In the conservation studio, we recently came across a volume with an unusual marbled endpaper. It is within a volume of the Subcommittee Minutes from Coram’s Foundling Hospital Archive. Under the marbling, there is visible printed text that appears to be the first page of a publication tilted “THE CITIZEN” and dated Tuesday, April 15, 1788.
There is no way to know exactly when the volume was bound. The minutes written within the volume start with the date of 1798. The printing beneath the marbling, however, is dated a full ten years prior. So the book must have been bound sometime after the endpaper was printed (1788) and before or up to the year of the first notes written within it (1798).
It has been well documented that bookbinders throughout history have recycled waste material. For instance, boards were made by gluing waste sheets together, or old parchment manuscripts were used to line book spines. Materials were expensive, so this makes a lot of sense.

==============================

Requirement 1:
From the note on the marbled endpaper, list every named collection, record series, or publication.
Requirement 2:
Rewrite the paragraph of the marbled-endpaper note that begins "There is no way to know exactly" as a short bulleted list that keeps its main facts.
Requirement 3:
Continue the piece on the marbled endpaper and bookbinders' reuse of waste material, picking up after its last sentence.

Dataset records:
==============================

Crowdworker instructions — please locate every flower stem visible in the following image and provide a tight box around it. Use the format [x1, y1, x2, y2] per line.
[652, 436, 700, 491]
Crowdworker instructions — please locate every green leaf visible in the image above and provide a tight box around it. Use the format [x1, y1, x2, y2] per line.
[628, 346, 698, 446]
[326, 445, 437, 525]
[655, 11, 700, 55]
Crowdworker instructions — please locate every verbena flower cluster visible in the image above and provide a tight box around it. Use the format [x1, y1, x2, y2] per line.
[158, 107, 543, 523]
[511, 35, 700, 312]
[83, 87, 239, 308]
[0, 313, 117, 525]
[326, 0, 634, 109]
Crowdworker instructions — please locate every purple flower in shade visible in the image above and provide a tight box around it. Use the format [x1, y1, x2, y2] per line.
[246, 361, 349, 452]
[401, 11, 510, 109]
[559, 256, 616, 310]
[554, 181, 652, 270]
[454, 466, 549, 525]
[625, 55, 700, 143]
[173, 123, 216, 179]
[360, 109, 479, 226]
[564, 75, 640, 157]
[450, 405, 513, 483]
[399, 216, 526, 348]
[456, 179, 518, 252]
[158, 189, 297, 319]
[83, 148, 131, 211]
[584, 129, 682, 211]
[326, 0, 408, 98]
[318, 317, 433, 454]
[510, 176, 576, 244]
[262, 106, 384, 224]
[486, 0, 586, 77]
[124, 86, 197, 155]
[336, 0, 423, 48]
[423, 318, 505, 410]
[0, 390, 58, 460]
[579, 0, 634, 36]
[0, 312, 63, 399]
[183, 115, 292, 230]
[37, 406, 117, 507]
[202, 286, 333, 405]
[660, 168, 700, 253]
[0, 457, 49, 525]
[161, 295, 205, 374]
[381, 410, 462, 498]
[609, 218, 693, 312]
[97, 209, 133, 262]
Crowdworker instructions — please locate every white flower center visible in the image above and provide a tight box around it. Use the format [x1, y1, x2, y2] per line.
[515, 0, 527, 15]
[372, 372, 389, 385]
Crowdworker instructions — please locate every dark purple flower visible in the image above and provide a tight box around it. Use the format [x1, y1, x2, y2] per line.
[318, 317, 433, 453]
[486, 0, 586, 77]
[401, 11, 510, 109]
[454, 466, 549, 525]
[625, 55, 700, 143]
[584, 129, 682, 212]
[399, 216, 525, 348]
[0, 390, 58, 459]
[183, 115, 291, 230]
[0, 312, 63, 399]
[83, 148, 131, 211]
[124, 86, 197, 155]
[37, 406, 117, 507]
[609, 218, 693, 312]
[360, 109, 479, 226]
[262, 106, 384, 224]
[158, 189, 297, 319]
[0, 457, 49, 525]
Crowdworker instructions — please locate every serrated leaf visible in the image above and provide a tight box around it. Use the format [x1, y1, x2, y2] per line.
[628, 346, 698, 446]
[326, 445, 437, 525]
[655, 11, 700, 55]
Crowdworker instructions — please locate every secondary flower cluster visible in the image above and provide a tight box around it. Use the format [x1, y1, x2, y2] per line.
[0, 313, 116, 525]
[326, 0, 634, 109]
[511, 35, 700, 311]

==============================

Task output 1:
- Subcommittee Minutes
- Coram's Foundling Hospital Archive
- THE CITIZEN

Task output 2:
- The exact binding date of the volume is unknown.
- The minutes in the volume begin in 1798.
- The printing under the marbling is dated 1788, ten years earlier.
- So the book was bound after 1788 and no later than 1798.

Task output 3:
There are other interesting features of this volume. The index tabs are hand drawn and there is a hole in a prominent position on the parchment of the front cover (visible in the images below). As parchment is manufactured from an animal skin, these types of holes were common among medieval manuscripts and bindings. The hole could be from an old animal scar or it could be a tear made by the parchment maker.
The elements are lovely reminders that this volume was made entirely by hand in an era just before the production of materials and goods was industrialised. These unique features of handmade objects instills a life force within objects that is unparalleled in machine-made objects. Handling historical volumes such as this one is one of the great honours of being a conservator.